• DATA PROVIDED

○ ○ ○

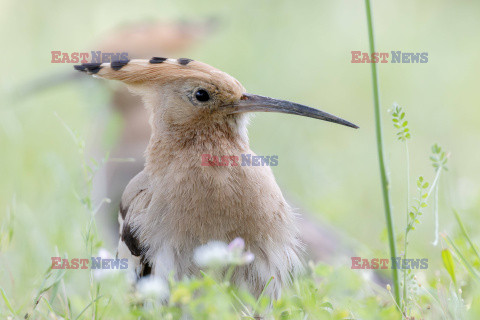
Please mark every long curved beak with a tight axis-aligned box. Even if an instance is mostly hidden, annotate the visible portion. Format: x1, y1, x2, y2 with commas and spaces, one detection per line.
223, 93, 359, 129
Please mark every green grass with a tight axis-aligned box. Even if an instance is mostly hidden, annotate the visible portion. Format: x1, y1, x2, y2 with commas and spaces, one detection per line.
2, 0, 480, 319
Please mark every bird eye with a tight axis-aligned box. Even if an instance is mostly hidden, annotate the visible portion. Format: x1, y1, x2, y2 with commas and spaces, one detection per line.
195, 89, 210, 102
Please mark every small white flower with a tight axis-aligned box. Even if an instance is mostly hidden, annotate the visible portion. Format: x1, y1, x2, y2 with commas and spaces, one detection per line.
194, 241, 230, 267
194, 238, 255, 268
228, 238, 254, 265
228, 237, 245, 252
137, 276, 169, 301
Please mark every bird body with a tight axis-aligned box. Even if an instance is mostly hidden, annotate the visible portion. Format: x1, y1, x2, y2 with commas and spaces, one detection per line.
118, 141, 302, 298
75, 57, 357, 299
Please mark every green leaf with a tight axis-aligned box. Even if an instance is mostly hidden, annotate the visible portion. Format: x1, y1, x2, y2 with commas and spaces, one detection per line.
0, 287, 16, 316
441, 249, 456, 286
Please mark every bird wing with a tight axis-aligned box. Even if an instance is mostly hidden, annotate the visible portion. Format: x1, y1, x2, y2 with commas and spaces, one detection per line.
116, 170, 153, 278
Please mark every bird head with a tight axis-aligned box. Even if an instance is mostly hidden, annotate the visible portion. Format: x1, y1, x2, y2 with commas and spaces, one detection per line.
75, 58, 358, 144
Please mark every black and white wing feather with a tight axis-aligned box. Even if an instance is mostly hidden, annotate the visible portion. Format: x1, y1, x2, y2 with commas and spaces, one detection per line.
117, 171, 153, 278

○ ○ ○

• TASK DIRECTIONS
Print exactly, and only, the lines from the line containing "Please mark every black" through the final line of the records, both included.

• FINAL ANSWER
Please mark every black and white wing feather with a tight axis-aligned box. Even if an instance is mostly hidden, annotate the visible portion. Format: x1, y1, x2, y2 with commas and spaces, one detection per line.
117, 171, 153, 278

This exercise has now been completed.